DOCUMENT SECTION:
---+---

# How to get a camper to give you an item



## arbra (Jun 12, 2018)

so every now and then a camper will have a request of "what gift can I give to camper X" and you have 3 choices to choose from.  It also appears that every now and then they will give you the item you said to give to "Camper X" as well.  My question is when does this happen?  I thought it was if you choose something that you did not own, but I swore I tried that and I did not get the item.  Then I thought that it had to be the perfect item for the camper, and that did not work.

Is it just completely random, or is there a pattern?


----------



## Underneath The Stars (Jun 12, 2018)

Completely random! I only ever got a furniture reward twice. And I remember the one furniture, the villager didn’t even like.


----------



## Roald_fan (Jun 12, 2018)

I think it might be random.  It's only ever happened to me twice--1 time when it was furniture the other camper did like, and 1 time when the camper didn't like it.  I can't see any sort of pattern to it.


----------



## Chizuru (Jun 14, 2018)

Personally I choose a item which I would want instead of what camper would like more so I have a chance to get something I need for free. Thanks to that I got sweets sofa and preserved my glorious, precious cotton


----------



## Paperboy012305 (Jun 15, 2018)

Well, to get the item you want you have to give the item to the villager that matches the theme as the item does. But you actually getting the item is rare.

Don’t forget, that sometimes the choices for the items don’t match the villager’s theme at all, and you’re stuck with choosing the wrong gift.


----------



## arbra (Jun 15, 2018)

Paperboy012305 said:


> Well, to get the item you want you have to give the item to the villager that matches the theme as the item does. ...

---+---

Extracted entries:

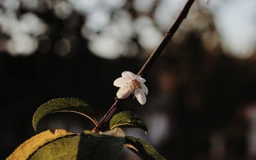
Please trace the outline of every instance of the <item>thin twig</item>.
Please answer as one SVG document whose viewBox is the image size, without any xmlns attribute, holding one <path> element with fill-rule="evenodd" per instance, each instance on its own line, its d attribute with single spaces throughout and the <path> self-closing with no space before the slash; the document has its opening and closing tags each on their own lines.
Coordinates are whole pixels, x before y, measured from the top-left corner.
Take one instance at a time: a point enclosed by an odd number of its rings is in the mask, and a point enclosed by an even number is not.
<svg viewBox="0 0 256 160">
<path fill-rule="evenodd" d="M 151 54 L 151 56 L 150 57 L 150 58 L 148 58 L 147 61 L 145 63 L 140 71 L 138 73 L 138 75 L 140 75 L 141 77 L 145 77 L 145 75 L 146 74 L 146 73 L 147 73 L 149 70 L 153 65 L 157 58 L 159 57 L 164 48 L 166 47 L 167 44 L 168 43 L 170 39 L 172 38 L 172 37 L 173 37 L 174 34 L 176 32 L 181 22 L 187 17 L 188 11 L 189 11 L 189 9 L 194 2 L 195 0 L 187 1 L 187 3 L 180 12 L 180 14 L 176 18 L 176 19 L 173 24 L 173 25 L 171 26 L 171 27 L 166 32 L 166 33 L 164 35 L 164 37 L 163 37 L 161 42 L 159 43 L 155 51 L 154 51 L 153 53 Z M 111 108 L 110 108 L 110 110 L 104 116 L 103 118 L 99 123 L 98 127 L 95 127 L 93 129 L 93 131 L 98 132 L 99 131 L 104 130 L 105 129 L 108 128 L 110 120 L 114 116 L 114 114 L 115 113 L 116 111 L 117 110 L 118 106 L 123 101 L 123 99 L 119 99 L 117 98 L 116 98 L 115 102 Z"/>
</svg>

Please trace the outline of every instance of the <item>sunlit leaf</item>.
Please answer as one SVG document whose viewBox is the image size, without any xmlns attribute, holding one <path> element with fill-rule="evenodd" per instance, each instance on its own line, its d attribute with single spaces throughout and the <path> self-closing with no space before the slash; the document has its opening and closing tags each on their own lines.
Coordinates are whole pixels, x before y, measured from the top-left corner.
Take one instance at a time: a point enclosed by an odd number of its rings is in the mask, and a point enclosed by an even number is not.
<svg viewBox="0 0 256 160">
<path fill-rule="evenodd" d="M 134 152 L 142 159 L 165 159 L 158 153 L 151 145 L 138 138 L 126 136 L 124 146 Z"/>
<path fill-rule="evenodd" d="M 34 129 L 36 131 L 37 124 L 44 117 L 54 112 L 62 111 L 81 114 L 97 125 L 94 120 L 93 109 L 84 102 L 76 98 L 58 98 L 48 101 L 36 110 L 33 117 Z"/>
<path fill-rule="evenodd" d="M 74 134 L 64 129 L 48 130 L 38 134 L 21 144 L 6 160 L 24 160 L 47 142 L 68 135 Z"/>
<path fill-rule="evenodd" d="M 117 129 L 112 133 L 102 134 L 84 131 L 75 137 L 56 140 L 38 150 L 31 159 L 118 159 L 125 135 L 121 129 Z"/>
<path fill-rule="evenodd" d="M 115 115 L 110 122 L 110 128 L 139 128 L 147 131 L 147 128 L 144 122 L 136 115 L 129 111 L 122 111 Z"/>
</svg>

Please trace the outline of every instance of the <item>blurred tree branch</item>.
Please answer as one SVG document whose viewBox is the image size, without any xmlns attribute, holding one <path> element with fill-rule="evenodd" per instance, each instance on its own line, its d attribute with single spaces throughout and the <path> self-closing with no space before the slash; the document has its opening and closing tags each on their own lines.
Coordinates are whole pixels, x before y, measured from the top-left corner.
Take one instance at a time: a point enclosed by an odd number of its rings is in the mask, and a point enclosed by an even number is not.
<svg viewBox="0 0 256 160">
<path fill-rule="evenodd" d="M 161 42 L 155 51 L 154 51 L 153 53 L 151 54 L 151 56 L 148 58 L 147 61 L 138 73 L 138 75 L 140 75 L 141 77 L 145 77 L 150 69 L 153 65 L 156 60 L 161 55 L 170 39 L 176 32 L 183 20 L 187 17 L 189 9 L 194 2 L 195 0 L 187 1 L 183 8 L 180 12 L 180 14 L 178 15 L 174 22 L 166 32 Z M 108 124 L 110 120 L 114 116 L 115 111 L 117 110 L 118 106 L 123 101 L 124 99 L 119 99 L 117 98 L 116 98 L 115 102 L 111 108 L 110 108 L 110 110 L 100 121 L 98 124 L 98 126 L 95 127 L 93 129 L 93 131 L 98 132 L 99 131 L 103 131 L 106 128 L 108 128 Z"/>
</svg>

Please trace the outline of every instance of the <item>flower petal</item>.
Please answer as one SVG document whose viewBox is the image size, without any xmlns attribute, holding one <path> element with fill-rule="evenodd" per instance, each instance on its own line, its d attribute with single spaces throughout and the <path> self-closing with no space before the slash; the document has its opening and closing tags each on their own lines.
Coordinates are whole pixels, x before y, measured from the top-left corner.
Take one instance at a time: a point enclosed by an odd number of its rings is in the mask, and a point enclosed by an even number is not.
<svg viewBox="0 0 256 160">
<path fill-rule="evenodd" d="M 147 95 L 148 93 L 148 89 L 147 89 L 147 87 L 146 87 L 146 86 L 142 83 L 140 83 L 140 85 L 141 87 L 140 89 L 140 92 L 142 93 L 145 93 L 145 95 Z"/>
<path fill-rule="evenodd" d="M 119 99 L 126 98 L 129 96 L 130 94 L 130 90 L 126 87 L 123 87 L 119 88 L 116 93 L 116 96 Z"/>
<path fill-rule="evenodd" d="M 143 105 L 146 103 L 146 96 L 144 93 L 141 93 L 139 92 L 137 92 L 136 93 L 135 97 L 139 102 L 140 102 L 140 104 Z"/>
<path fill-rule="evenodd" d="M 127 77 L 120 77 L 114 81 L 114 85 L 118 87 L 122 87 L 131 82 L 131 80 Z"/>
<path fill-rule="evenodd" d="M 142 77 L 140 77 L 140 76 L 137 76 L 137 75 L 135 75 L 136 76 L 136 80 L 140 82 L 140 83 L 144 83 L 146 81 L 146 80 L 144 78 L 143 78 Z"/>
<path fill-rule="evenodd" d="M 122 73 L 122 77 L 130 78 L 132 80 L 136 79 L 136 76 L 138 76 L 129 71 L 124 71 Z"/>
</svg>

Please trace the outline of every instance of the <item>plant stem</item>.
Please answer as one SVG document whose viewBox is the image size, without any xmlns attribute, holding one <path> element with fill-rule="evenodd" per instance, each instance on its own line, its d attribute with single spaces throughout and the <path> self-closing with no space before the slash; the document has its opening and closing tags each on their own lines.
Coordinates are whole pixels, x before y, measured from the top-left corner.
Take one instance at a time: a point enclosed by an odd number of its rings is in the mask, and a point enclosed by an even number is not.
<svg viewBox="0 0 256 160">
<path fill-rule="evenodd" d="M 176 32 L 177 29 L 180 27 L 183 20 L 186 18 L 188 13 L 191 6 L 193 4 L 195 0 L 188 0 L 183 8 L 180 12 L 179 15 L 176 18 L 176 19 L 170 26 L 169 29 L 166 32 L 163 39 L 159 43 L 157 48 L 154 51 L 153 53 L 151 54 L 151 56 L 147 59 L 147 61 L 145 63 L 144 65 L 141 67 L 141 69 L 138 73 L 138 75 L 141 77 L 145 77 L 146 73 L 148 72 L 149 70 L 153 65 L 154 63 L 157 60 L 157 58 L 159 57 L 164 48 L 166 47 L 167 44 L 173 37 L 174 34 Z M 98 132 L 99 131 L 103 131 L 109 127 L 109 123 L 111 118 L 114 116 L 115 111 L 117 110 L 118 106 L 123 101 L 123 99 L 119 99 L 116 98 L 115 103 L 113 104 L 111 108 L 108 111 L 108 112 L 104 116 L 103 118 L 101 119 L 98 124 L 98 127 L 95 127 L 93 131 Z"/>
</svg>

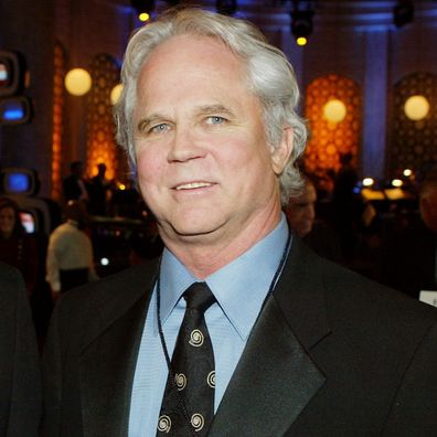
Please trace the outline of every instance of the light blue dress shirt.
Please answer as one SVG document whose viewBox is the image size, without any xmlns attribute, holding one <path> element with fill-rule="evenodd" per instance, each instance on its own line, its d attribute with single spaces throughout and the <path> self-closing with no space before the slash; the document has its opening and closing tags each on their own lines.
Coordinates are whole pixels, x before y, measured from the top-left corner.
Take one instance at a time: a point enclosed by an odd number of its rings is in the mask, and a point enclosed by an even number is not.
<svg viewBox="0 0 437 437">
<path fill-rule="evenodd" d="M 288 226 L 278 226 L 204 280 L 216 303 L 205 312 L 215 360 L 214 409 L 222 401 L 286 248 Z M 169 251 L 161 263 L 161 323 L 171 356 L 185 312 L 183 291 L 196 279 Z M 168 369 L 157 321 L 157 290 L 147 313 L 130 399 L 129 437 L 156 436 Z"/>
</svg>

---+---

TASK 1: In the forum thread about getting a camper to give you an item, what did Chizuru get by picking the item they wanted?
TASK 2: Continue the forum thread about getting a camper to give you an item, picking up after its last line.

REPLY 1: A sweets sofa.

REPLY 2:
I do not know if this is a true statement, I could swore that I got an item once even though it did not match the villagers theme.  But maybe my memory is playing tricks with me.


----------



## Underneath The Stars (Jun 15, 2018)

arbra said:


> I do not know if this is a true statement, I could swore that I got an item once even though it did not match the villagers theme.  But maybe my memory is playing tricks with me.



No it has to match their theme. Sometimes there are cases they would like an item if it?s similar to their theme, or was their furniture request even if it?s not their theme. Like, there are Modern animals that requests cool or civic and so on.

Let?s say, you are choosing gifts for Hamlet. If all the choices are cute lovely series he will not like ANY of those. But if the choices are something like soccer ball, portable toilet, green nat ?these are not natural items too, but under his furniture request are items like these.

It?s just a case of remembering what they like, not just themes.


----------



## Angel-Rae (Jun 16, 2018)

But the only time I was given an item the camper didn’t like it. So how can that be? Or do they sometimes act like they don’t like it even if it’s their theme?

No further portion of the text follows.